Top of Recorded data
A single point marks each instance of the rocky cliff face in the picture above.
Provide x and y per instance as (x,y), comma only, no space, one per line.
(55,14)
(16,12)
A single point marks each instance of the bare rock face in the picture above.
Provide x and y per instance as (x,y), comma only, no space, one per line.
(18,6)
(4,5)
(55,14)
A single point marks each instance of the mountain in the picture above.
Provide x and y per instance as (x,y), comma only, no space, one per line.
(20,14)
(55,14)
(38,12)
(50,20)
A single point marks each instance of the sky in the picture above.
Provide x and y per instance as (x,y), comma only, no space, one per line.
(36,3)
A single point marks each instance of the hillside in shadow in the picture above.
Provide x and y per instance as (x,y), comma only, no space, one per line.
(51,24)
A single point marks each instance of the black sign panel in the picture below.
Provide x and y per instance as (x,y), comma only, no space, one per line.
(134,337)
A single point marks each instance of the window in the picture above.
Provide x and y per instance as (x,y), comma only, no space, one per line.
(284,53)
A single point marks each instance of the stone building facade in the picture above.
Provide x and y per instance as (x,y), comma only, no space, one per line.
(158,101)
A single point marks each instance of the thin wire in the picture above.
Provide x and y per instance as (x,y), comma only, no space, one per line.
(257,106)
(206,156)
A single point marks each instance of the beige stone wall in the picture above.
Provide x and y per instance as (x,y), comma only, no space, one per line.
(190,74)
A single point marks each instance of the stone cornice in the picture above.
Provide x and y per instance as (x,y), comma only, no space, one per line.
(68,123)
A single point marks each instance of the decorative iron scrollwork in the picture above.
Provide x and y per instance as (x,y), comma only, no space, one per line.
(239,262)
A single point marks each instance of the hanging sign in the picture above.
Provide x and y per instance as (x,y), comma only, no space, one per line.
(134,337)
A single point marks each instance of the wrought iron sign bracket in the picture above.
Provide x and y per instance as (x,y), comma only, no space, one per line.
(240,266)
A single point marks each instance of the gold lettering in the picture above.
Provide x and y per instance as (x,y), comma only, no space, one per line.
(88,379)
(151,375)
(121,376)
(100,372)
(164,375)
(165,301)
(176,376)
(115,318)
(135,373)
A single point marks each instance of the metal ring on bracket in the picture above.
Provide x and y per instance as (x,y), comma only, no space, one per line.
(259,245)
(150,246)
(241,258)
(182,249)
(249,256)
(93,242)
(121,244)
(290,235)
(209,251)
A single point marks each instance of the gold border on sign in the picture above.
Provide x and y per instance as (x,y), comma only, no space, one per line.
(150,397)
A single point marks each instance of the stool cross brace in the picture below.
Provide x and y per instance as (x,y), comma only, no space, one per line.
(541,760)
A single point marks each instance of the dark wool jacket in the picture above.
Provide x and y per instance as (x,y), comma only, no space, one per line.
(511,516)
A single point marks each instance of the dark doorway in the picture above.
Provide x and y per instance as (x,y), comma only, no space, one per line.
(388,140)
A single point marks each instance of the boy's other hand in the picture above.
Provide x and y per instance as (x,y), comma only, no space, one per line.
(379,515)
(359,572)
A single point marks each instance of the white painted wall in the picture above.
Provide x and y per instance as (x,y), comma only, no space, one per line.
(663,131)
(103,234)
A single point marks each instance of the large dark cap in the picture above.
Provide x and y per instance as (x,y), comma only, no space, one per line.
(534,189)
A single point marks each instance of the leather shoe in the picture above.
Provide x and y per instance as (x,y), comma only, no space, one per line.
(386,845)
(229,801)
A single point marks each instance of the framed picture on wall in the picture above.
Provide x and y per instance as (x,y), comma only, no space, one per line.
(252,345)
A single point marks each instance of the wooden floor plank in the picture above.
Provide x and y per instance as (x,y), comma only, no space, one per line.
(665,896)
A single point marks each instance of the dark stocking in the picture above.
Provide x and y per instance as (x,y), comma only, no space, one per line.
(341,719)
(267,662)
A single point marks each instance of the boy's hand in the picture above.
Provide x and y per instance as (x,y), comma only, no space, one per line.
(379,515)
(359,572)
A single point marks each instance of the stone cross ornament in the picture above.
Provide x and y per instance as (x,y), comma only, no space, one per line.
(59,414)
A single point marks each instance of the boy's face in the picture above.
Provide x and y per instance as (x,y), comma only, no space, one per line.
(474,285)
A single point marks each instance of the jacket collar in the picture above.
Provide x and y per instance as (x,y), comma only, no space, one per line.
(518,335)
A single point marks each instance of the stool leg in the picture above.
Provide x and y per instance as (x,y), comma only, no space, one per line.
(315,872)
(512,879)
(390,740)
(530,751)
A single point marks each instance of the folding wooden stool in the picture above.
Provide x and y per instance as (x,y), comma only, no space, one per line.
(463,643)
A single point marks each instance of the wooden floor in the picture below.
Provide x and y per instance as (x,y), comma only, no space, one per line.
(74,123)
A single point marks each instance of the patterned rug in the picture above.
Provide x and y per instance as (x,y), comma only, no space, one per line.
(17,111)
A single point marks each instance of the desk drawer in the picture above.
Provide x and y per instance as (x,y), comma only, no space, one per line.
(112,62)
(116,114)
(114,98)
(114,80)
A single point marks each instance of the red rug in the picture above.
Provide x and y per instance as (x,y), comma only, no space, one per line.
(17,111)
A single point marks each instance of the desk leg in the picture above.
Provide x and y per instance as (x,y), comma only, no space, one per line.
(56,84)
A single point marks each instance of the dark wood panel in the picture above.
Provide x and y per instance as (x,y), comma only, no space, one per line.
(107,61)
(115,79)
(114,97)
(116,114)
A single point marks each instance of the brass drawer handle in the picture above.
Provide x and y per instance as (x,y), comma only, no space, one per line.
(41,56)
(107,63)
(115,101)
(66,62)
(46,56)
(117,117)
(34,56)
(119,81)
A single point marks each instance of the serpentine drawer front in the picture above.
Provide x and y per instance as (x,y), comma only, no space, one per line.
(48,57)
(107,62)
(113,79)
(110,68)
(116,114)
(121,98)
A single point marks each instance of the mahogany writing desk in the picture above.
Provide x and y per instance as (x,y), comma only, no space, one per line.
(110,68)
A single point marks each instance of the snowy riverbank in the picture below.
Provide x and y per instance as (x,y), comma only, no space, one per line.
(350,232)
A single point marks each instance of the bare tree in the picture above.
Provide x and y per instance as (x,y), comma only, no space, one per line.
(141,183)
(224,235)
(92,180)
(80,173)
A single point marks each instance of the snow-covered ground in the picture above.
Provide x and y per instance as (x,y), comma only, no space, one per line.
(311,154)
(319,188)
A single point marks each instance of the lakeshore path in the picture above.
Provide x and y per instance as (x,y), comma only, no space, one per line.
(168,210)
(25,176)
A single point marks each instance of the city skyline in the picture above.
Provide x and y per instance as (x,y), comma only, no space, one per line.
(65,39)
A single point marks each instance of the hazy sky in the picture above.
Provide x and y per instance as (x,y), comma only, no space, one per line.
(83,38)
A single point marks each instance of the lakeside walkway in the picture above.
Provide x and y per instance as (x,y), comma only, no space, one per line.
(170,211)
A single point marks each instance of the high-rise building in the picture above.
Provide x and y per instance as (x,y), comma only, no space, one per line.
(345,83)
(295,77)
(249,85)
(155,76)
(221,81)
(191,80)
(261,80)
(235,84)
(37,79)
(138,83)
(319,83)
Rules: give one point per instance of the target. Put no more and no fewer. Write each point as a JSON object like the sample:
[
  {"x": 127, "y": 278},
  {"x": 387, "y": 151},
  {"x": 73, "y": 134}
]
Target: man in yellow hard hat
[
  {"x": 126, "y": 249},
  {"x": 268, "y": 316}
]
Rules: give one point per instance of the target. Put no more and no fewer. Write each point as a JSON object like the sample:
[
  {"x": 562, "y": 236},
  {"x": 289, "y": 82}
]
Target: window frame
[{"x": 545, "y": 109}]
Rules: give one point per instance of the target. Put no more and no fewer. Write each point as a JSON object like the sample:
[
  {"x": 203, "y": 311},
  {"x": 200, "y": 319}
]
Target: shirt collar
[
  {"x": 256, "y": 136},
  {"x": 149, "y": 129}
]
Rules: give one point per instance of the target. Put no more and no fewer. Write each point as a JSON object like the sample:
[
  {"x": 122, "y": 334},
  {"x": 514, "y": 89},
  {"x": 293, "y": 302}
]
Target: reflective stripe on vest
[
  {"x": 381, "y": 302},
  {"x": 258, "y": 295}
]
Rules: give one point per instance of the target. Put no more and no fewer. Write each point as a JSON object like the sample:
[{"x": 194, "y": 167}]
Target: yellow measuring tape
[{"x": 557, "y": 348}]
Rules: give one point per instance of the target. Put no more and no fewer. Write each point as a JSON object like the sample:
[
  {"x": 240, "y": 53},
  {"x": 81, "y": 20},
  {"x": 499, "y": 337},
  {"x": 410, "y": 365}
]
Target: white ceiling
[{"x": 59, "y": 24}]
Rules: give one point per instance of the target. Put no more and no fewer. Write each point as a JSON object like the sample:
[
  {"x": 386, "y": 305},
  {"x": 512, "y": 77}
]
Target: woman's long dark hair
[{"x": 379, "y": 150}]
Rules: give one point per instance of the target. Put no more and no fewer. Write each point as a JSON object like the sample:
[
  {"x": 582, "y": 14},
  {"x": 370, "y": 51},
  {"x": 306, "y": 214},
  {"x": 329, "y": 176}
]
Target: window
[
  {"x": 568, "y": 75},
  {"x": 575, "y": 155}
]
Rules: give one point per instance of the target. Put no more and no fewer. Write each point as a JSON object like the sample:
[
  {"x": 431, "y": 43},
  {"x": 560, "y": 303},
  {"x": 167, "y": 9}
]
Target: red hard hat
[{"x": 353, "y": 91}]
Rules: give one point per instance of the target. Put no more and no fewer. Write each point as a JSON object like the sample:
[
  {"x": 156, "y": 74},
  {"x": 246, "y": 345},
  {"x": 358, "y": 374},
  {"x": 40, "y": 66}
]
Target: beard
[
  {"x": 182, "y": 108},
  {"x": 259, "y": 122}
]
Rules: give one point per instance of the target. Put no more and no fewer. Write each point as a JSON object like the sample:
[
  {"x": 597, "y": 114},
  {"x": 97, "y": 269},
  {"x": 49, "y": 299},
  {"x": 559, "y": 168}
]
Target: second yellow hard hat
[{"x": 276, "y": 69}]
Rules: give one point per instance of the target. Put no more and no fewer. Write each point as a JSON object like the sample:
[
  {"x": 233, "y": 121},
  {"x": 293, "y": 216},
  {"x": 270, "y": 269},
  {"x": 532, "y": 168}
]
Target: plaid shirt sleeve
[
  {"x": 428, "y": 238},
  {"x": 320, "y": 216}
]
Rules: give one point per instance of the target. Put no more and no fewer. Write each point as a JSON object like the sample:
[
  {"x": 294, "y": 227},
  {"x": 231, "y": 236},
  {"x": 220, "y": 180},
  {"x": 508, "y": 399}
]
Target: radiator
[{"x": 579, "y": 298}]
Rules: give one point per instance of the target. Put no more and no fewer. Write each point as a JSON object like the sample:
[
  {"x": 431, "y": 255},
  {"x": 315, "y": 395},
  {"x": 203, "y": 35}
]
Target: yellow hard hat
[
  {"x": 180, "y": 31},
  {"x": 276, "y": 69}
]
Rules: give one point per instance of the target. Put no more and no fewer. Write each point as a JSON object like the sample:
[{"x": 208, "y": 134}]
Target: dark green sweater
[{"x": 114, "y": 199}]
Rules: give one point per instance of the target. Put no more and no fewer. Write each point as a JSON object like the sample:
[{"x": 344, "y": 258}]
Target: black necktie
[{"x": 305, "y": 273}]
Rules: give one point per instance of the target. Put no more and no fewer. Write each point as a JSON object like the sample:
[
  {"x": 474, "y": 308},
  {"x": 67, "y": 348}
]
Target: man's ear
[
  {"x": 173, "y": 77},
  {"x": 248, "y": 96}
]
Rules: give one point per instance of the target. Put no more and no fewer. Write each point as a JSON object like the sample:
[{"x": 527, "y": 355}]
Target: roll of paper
Bottom of Recorded data
→ **Task**:
The lines to show are those in the data above that include "drawer".

→ **Solution to this task**:
A single point marks each instance of the desk drawer in the picture above.
A single point marks each instance of the brass drawer handle in the picture above.
A single point marks each instance of the serpentine drawer front in the picture above.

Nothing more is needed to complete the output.